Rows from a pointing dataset
.....
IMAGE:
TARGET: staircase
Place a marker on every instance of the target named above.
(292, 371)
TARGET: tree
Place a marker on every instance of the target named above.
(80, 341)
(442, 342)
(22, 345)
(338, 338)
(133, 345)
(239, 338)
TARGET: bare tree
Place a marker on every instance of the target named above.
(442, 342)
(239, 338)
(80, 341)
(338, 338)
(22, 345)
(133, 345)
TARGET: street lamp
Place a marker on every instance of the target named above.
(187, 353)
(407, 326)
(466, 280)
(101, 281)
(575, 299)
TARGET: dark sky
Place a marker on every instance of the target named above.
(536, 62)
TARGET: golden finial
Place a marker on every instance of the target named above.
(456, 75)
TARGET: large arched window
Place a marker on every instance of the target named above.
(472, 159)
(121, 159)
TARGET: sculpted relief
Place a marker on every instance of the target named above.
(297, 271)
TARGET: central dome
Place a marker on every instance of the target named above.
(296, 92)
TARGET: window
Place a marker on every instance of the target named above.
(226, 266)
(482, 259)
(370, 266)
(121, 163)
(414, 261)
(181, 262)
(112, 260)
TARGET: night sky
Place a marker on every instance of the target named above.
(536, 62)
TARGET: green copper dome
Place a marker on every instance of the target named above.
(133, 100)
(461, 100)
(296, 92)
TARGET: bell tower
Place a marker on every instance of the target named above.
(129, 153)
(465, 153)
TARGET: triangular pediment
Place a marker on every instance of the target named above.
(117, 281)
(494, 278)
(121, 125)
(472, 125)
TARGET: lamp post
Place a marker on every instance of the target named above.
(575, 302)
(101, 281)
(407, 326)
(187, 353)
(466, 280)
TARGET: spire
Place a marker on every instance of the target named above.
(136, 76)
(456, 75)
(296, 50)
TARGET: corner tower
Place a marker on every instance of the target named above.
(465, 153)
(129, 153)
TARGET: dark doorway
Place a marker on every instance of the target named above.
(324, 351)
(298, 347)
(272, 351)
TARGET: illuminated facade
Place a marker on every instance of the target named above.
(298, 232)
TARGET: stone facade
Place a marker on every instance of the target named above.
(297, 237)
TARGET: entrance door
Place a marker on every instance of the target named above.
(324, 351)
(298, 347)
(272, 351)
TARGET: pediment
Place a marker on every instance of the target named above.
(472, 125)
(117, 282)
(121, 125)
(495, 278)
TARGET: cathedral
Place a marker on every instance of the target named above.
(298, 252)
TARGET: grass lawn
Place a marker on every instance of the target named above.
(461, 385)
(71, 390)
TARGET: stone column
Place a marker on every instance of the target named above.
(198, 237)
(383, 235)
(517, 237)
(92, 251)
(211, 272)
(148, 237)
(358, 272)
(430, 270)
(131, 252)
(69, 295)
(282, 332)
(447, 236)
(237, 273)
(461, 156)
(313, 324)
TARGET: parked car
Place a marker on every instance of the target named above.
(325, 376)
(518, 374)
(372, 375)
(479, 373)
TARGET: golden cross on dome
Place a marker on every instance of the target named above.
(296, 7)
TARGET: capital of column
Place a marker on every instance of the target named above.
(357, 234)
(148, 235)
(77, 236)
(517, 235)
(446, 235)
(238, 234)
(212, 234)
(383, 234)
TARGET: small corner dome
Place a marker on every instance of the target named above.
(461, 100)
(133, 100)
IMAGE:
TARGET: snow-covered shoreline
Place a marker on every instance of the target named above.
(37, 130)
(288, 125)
.....
**OBJECTIVE:**
Each line of the listing should be echoed back exactly.

**CORRECT OUTPUT:**
IMAGE:
TARGET: staircase
Place a marker on every instance of the target named above.
(292, 371)
TARGET: tree
Place a marker on every instance of the target named above.
(80, 341)
(442, 342)
(22, 345)
(338, 338)
(133, 345)
(239, 338)
TARGET: bare tree
Place a marker on every instance of the target named above.
(442, 342)
(239, 338)
(80, 341)
(338, 338)
(22, 345)
(133, 345)
TARGET: street lamp
Place a marker on every instance of the target named above.
(187, 353)
(407, 326)
(466, 280)
(101, 281)
(575, 299)
TARGET: dark sky
Place a marker on every instance of the target named above.
(536, 62)
TARGET: golden finial
Place a marker on every instance of the target named above.
(456, 75)
TARGET: large arched window
Place a marker on every instance of the target named above.
(472, 159)
(121, 159)
TARGET: sculpted relief
Place a marker on every instance of the target named above.
(297, 271)
TARGET: central dome
Place a marker on every instance of the target named above.
(296, 92)
TARGET: window
Place a marker on every instance of the target named above.
(226, 266)
(482, 259)
(370, 266)
(121, 163)
(414, 261)
(181, 262)
(112, 260)
TARGET: night sky
Place a marker on every instance of the target named above.
(536, 62)
TARGET: green copper dome
Place a marker on every instance of the target named above.
(133, 100)
(461, 100)
(296, 92)
TARGET: bell tower
Place a marker on every instance of the target named above.
(129, 153)
(465, 153)
TARGET: triangular pediment
Place a marker on every instance of the target named above.
(117, 281)
(494, 278)
(121, 125)
(472, 125)
TARGET: lamp post
Place a marker on every instance of the target named above.
(575, 302)
(101, 281)
(407, 326)
(187, 353)
(466, 280)
TARGET: spire
Place a marker on every instance of the target named above.
(136, 76)
(456, 75)
(296, 50)
TARGET: corner tower
Place a marker on every instance of the target named above.
(465, 153)
(129, 153)
TARGET: dark doorway
Place a marker on every instance of the target named above.
(324, 351)
(298, 347)
(272, 351)
TARGET: illuminated facade
Place a marker on every instance of the target named above.
(298, 232)
TARGET: stone facade
Place a marker on every instance of the target named above.
(297, 237)
TARGET: entrance door
Place a marker on every instance of the target named above.
(324, 351)
(298, 347)
(272, 351)
TARGET: pediment
Place a marker on every instance of the target named above.
(472, 125)
(117, 282)
(121, 125)
(495, 278)
TARGET: cathedral
Place a marker on every instance of the target named above.
(298, 252)
TARGET: grass lawn
Place a marker on every instance of the target named above.
(461, 385)
(71, 390)
TARGET: stone column
Place a marker on every instance of the target named above.
(198, 237)
(383, 235)
(517, 237)
(92, 251)
(211, 272)
(148, 237)
(358, 272)
(430, 270)
(131, 252)
(69, 295)
(282, 332)
(447, 236)
(237, 273)
(461, 156)
(313, 324)
TARGET: parked car
Place a marker on every instance of the target named above.
(325, 376)
(518, 374)
(372, 375)
(479, 373)
TARGET: golden cross on dome
Place a marker on every instance of the target named above.
(296, 7)
TARGET: capital of column
Place a marker on every instance of the target named above.
(357, 234)
(148, 235)
(77, 236)
(517, 235)
(446, 235)
(238, 234)
(212, 234)
(383, 234)
TARGET: small corner dome
Place a marker on every instance of the target named above.
(461, 100)
(133, 100)
IMAGE:
TARGET: snow-covered shoreline
Place a marker on every instance of the target named above.
(37, 130)
(288, 125)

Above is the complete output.